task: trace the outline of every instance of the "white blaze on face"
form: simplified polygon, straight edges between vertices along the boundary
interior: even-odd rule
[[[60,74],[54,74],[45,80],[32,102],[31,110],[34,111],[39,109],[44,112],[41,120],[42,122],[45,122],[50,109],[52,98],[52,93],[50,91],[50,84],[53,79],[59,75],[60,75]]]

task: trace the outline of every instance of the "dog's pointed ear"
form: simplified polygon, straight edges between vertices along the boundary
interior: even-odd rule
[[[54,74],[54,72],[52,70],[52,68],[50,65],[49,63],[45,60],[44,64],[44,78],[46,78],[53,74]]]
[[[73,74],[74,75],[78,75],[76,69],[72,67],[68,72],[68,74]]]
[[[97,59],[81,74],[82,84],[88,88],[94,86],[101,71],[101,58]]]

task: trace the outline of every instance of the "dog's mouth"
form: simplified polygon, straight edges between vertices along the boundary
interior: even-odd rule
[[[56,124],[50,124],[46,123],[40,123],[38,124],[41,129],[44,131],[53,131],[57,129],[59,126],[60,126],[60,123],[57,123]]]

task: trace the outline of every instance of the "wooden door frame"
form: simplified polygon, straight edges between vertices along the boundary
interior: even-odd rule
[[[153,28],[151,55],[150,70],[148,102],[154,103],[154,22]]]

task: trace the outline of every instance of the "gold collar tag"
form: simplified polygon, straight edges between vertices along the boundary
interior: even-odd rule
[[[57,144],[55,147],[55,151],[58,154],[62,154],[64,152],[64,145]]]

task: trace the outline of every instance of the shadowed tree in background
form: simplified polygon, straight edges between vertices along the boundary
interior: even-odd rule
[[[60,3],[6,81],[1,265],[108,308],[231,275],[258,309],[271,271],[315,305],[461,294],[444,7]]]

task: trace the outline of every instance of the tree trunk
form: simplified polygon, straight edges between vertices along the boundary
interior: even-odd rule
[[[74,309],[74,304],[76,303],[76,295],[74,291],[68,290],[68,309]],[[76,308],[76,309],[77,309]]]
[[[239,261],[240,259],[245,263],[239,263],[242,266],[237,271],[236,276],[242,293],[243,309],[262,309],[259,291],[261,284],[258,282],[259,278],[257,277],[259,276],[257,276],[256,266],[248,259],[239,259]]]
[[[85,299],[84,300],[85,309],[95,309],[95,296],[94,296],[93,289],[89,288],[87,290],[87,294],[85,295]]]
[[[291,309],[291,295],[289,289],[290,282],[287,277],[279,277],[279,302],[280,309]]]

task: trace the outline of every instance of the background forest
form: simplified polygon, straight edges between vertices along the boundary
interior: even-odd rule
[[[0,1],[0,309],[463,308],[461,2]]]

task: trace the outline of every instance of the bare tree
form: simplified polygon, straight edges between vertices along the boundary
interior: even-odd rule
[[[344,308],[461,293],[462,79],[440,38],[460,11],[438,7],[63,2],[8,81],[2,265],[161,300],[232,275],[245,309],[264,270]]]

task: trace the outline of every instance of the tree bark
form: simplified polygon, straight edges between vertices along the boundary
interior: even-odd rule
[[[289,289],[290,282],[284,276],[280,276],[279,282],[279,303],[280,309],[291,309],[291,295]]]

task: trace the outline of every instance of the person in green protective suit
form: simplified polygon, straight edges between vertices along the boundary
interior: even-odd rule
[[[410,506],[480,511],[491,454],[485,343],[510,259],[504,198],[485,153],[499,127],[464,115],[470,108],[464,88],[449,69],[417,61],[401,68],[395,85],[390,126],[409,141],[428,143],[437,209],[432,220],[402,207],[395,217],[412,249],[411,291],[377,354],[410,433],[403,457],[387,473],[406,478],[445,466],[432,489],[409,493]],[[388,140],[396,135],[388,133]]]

____

▶ What you are asked to do: Copy out every line in the items above that contains the word "tree".

▶ Task response:
task: trace the outline of every instance of the shadowed tree in background
task: trace the outline of every instance of the tree trunk
task: trace the outline of every instance of the bare tree
task: trace the outline of every instance of the tree bark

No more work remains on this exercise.